■ Exercise
Count how many lines of the material below contain the word "green" and reply with that number alone.

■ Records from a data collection
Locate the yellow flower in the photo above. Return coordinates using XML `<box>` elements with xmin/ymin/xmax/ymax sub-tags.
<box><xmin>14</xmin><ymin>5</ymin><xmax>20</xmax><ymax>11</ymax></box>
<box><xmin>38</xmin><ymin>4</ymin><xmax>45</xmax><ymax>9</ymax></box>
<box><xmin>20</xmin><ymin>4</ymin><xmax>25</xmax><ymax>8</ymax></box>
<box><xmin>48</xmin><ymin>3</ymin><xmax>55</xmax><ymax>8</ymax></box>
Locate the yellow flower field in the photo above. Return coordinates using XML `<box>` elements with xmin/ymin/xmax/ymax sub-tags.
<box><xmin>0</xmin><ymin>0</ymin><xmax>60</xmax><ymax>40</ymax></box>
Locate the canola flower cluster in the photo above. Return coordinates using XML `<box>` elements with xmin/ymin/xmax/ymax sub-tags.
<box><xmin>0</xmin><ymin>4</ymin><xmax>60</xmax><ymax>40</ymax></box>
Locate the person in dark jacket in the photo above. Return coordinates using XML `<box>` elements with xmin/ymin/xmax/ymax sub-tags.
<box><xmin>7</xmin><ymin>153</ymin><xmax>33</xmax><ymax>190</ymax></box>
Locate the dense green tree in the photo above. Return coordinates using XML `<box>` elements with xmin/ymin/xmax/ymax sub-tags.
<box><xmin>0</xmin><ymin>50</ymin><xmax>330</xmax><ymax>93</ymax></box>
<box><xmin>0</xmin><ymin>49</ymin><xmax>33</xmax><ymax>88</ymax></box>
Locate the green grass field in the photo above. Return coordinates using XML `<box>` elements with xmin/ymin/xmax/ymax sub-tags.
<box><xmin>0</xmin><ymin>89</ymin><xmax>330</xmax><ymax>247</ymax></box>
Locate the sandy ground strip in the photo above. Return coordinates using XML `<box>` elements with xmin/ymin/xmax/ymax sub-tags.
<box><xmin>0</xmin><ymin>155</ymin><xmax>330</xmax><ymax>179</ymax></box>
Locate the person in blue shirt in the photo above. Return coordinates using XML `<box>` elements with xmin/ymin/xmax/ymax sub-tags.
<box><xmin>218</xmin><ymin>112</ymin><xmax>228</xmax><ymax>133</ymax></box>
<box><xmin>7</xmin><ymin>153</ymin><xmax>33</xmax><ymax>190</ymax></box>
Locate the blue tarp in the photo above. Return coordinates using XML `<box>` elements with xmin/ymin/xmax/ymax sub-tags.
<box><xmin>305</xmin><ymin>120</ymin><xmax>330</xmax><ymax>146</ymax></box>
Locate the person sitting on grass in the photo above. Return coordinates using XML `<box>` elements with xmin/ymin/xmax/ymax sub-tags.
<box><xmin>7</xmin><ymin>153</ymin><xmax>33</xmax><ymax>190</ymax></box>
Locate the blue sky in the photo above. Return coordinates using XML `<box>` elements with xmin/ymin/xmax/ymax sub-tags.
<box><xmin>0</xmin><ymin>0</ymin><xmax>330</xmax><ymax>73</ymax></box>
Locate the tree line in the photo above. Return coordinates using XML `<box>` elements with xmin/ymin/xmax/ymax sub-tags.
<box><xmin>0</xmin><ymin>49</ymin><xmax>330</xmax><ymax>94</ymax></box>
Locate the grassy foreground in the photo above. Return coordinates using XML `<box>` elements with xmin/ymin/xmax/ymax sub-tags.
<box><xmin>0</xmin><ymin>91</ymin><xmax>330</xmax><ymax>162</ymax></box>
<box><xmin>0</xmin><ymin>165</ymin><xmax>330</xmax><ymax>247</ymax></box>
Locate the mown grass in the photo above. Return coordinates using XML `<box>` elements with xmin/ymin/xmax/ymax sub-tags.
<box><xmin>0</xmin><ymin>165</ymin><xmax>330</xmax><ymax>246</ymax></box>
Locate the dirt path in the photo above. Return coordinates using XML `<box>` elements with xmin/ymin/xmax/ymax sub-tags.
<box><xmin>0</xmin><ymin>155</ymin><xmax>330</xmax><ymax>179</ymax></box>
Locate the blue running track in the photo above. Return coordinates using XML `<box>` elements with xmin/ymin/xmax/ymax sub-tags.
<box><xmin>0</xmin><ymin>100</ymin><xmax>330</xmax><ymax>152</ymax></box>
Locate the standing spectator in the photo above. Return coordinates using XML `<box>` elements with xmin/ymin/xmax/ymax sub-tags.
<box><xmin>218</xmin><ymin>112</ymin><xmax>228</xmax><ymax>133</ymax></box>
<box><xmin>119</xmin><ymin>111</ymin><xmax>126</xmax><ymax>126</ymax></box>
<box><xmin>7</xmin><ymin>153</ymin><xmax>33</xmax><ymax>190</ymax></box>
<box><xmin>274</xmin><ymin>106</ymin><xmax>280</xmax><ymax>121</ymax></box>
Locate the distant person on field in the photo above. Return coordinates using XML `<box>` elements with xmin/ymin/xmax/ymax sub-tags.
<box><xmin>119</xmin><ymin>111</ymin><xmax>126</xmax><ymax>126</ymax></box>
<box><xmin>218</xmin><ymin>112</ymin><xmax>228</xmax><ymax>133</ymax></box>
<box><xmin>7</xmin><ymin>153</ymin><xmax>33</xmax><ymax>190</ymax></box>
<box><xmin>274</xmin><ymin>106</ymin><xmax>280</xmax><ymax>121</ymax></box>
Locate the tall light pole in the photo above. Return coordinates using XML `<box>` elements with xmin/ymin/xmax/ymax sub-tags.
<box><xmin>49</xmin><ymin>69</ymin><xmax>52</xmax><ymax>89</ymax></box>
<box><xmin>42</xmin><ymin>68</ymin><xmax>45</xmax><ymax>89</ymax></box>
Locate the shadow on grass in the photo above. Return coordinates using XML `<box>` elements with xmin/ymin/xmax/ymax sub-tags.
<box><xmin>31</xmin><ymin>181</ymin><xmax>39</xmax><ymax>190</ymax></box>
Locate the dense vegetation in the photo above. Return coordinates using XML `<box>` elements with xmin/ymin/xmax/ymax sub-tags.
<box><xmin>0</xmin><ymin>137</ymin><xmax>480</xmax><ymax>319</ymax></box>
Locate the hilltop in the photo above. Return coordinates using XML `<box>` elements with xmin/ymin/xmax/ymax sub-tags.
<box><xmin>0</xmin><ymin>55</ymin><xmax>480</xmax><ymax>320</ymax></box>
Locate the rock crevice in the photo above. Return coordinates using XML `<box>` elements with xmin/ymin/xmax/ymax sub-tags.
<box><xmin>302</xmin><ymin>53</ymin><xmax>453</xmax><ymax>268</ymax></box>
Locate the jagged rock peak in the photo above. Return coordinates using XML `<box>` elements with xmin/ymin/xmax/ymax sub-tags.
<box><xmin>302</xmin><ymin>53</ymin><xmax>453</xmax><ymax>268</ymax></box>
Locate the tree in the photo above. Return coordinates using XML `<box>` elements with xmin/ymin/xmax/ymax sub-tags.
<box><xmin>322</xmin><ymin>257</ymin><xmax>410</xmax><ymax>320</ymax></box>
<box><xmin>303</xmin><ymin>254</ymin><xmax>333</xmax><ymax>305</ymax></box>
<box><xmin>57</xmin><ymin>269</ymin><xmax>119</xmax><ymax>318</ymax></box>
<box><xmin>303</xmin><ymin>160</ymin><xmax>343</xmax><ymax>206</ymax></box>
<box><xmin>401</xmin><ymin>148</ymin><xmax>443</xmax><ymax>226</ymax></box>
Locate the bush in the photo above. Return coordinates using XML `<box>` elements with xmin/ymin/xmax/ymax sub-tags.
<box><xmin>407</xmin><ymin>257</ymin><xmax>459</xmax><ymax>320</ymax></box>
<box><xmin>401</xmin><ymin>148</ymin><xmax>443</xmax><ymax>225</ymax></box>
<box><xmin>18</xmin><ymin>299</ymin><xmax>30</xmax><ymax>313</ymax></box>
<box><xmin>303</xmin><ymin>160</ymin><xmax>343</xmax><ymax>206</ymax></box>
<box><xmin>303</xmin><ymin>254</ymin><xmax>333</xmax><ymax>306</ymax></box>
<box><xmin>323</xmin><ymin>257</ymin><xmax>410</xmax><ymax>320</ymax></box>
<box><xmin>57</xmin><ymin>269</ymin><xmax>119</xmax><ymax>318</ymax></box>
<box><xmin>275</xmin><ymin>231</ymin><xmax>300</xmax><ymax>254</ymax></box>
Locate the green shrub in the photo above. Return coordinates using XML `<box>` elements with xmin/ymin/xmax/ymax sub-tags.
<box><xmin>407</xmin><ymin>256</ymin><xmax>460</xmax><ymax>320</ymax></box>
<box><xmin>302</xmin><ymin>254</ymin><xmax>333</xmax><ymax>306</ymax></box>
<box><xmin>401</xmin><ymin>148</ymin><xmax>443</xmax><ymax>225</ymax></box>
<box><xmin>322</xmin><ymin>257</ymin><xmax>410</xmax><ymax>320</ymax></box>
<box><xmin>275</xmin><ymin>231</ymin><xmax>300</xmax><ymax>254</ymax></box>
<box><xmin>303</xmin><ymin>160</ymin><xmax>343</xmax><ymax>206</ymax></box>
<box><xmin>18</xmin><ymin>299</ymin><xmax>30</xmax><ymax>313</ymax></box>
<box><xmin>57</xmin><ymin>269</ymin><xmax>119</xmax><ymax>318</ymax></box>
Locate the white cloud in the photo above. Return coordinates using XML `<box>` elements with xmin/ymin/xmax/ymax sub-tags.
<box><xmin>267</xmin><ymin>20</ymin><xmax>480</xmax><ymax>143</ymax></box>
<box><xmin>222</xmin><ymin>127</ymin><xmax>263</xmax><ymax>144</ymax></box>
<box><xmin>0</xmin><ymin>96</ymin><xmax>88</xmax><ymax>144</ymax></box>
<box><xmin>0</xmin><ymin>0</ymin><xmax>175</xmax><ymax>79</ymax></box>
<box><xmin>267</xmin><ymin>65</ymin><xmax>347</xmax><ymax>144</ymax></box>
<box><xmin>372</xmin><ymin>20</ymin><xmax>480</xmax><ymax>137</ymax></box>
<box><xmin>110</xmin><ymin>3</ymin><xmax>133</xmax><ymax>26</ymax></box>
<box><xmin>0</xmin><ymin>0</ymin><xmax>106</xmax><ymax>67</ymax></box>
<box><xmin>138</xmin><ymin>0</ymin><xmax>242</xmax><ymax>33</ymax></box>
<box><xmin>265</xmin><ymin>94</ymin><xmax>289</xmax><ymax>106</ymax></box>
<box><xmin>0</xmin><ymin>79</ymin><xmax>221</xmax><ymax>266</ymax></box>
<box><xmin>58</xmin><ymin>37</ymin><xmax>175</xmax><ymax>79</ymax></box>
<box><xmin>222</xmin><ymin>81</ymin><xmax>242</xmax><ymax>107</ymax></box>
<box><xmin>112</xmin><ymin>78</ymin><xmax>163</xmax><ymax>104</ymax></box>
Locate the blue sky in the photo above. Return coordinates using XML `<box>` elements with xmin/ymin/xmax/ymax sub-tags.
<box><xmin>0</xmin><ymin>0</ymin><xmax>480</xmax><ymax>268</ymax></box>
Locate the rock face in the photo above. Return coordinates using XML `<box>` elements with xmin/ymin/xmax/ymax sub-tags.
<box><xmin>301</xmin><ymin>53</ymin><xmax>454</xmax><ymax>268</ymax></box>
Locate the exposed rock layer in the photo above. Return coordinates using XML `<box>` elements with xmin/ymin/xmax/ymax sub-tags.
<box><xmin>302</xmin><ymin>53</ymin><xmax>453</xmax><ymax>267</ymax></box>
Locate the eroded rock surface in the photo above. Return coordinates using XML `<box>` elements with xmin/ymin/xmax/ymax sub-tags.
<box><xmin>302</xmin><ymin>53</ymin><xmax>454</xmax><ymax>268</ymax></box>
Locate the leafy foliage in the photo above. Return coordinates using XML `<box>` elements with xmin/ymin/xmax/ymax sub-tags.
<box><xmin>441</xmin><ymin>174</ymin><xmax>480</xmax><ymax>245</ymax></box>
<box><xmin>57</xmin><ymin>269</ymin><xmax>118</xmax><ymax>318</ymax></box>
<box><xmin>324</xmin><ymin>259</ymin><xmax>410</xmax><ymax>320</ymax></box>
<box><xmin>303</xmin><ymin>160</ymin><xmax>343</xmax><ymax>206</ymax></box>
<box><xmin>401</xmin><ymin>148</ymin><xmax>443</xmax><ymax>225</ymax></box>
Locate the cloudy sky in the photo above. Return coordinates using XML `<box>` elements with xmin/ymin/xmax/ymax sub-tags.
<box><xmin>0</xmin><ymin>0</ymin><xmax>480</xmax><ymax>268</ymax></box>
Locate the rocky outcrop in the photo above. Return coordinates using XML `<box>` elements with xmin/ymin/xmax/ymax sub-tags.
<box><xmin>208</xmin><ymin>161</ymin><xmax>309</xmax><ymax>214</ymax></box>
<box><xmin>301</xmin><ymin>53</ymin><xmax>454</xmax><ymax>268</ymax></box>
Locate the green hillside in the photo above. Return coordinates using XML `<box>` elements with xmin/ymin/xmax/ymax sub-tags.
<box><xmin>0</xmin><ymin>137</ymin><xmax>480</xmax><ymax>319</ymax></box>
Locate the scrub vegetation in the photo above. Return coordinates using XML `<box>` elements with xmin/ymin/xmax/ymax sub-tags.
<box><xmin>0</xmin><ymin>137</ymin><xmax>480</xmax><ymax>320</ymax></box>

■ Correct answer
4